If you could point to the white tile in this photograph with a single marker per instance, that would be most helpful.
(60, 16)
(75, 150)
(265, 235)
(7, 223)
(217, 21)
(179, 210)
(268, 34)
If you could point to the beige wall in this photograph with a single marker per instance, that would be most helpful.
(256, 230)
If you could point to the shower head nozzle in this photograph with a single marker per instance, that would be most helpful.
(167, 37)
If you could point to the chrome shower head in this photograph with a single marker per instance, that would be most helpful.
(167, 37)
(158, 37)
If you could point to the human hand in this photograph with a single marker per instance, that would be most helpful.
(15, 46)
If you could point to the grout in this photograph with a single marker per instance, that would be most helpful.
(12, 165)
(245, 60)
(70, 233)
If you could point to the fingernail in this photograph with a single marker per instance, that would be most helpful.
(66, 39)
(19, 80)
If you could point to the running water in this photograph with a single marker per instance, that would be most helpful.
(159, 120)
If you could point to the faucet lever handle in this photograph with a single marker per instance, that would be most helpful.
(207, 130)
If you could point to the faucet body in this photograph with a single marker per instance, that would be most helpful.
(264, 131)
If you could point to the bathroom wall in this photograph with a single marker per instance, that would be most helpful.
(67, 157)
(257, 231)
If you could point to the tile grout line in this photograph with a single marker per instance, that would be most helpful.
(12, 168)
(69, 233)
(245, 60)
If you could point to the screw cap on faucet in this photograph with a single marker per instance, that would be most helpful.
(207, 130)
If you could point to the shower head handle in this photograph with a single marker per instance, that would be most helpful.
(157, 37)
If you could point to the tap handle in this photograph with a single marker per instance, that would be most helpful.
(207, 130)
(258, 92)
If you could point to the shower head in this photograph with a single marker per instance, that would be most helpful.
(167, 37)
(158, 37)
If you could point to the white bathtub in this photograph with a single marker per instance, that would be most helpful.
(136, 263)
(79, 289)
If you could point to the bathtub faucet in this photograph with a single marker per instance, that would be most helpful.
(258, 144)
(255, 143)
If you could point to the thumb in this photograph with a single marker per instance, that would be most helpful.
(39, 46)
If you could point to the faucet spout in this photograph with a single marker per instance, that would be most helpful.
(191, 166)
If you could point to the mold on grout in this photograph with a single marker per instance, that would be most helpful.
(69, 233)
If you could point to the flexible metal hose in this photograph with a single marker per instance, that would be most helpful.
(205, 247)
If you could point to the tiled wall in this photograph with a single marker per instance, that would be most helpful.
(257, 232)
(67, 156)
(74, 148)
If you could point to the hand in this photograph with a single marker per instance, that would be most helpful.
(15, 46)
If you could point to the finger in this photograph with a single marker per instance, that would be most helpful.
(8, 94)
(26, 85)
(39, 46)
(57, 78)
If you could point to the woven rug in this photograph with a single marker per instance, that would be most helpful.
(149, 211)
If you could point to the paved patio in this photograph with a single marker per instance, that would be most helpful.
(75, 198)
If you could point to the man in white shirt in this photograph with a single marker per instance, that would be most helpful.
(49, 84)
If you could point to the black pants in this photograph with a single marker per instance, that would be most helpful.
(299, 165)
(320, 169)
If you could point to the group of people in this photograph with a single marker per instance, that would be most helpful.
====
**Problem requirements**: Copy every record above word for word, keeping each on its own line and in the same order.

**Solution to this task**:
If you could point to the white tile in this photograph with a single marker per instance, that would be most helpful.
(60, 16)
(75, 150)
(265, 235)
(7, 223)
(217, 21)
(179, 210)
(268, 34)
If you could point to the beige wall in this photograph with a single marker per instance, that would be most helpful.
(256, 230)
If you could point to the shower head nozzle in this photograph with a single marker per instance, that would be most helpful.
(167, 37)
If you could point to the chrome shower head in this photograph with a single marker per instance, that would be most helpful.
(167, 37)
(158, 37)
If you could point to the human hand in this photograph with a single marker per instance, that would be most helpful.
(15, 46)
If you could point to the grout in this photograph with a single marker per instance, that would be most helpful.
(12, 165)
(245, 60)
(70, 233)
If you could point to the fingernail in this photograph with a single marker per instance, that would be most helpful.
(66, 39)
(19, 80)
If you could point to the running water in this photograph with a single marker per instance, that would be most helpful.
(159, 120)
If you could point to the faucet lever handle in this photograph with a single marker per instance, that would be most helpful.
(207, 130)
If you could point to the faucet body in this photograph with a single marker per instance, that would be most helpful.
(264, 131)
If you could point to the bathroom wall in this photograph with a single marker per instance, that would be most helpful.
(67, 157)
(257, 231)
If you could point to the tile grout line in this photograph with a single marker per instance, that would be most helpful.
(12, 168)
(69, 233)
(245, 60)
If you could point to the screw cap on faucet in this photograph with a single marker per instance, that would be most helpful.
(207, 130)
If you could point to the shower head handle in this photograph with a single marker per instance, that would be most helpful.
(157, 37)
If you could point to the tap handle in this photograph with a single marker per instance, that would be most helpful.
(207, 130)
(258, 92)
If you could point to the shower head in this photograph with a single marker per instance, that would be most helpful.
(167, 37)
(158, 37)
If you could point to the white bathtub in this photograph with a single marker per instance, that would be most helpful.
(136, 263)
(79, 289)
If you could point to the bathtub faucet in this photograph with a single marker per instance, that would be most helpful.
(258, 144)
(255, 143)
If you could point to the thumb in this photograph with a single marker per instance, that would be most helpful.
(39, 46)
If you could point to the faucet spout in this photograph with a single marker per instance, that would be most helpful.
(191, 166)
If you could point to the mold on grout in this photograph with a single marker per instance, that would be most helpful.
(69, 233)
If you could point to the flexible metal hose in this photograph with a single marker per instance, that would be most helpful.
(205, 247)
If you could point to the tiled wall in this photograph with a single marker per instance, that would be most helpful.
(257, 232)
(67, 156)
(74, 148)
If you could point to the hand in this photograph with a single marker per instance, that would be most helpful.
(15, 46)
If you could point to the finger in this photograph with a single marker per instance, that would be most helpful.
(8, 94)
(26, 85)
(39, 46)
(57, 78)
If you could point to the woven rug in this photograph with a single marker per instance, that would be most helpful.
(149, 211)
If you could point to the paved patio in this photograph with a single marker per instance, that would be most helpful.
(75, 198)
If you could point to the man in white shirt in this photograph with a single marker per instance, that would be most helpful.
(49, 84)
If you could point to the black pants in this photograph with a single marker per instance, that would be most helpful.
(299, 165)
(320, 169)
If you could point to the group of people in this photograph with a single marker per instance, that would be most helpful.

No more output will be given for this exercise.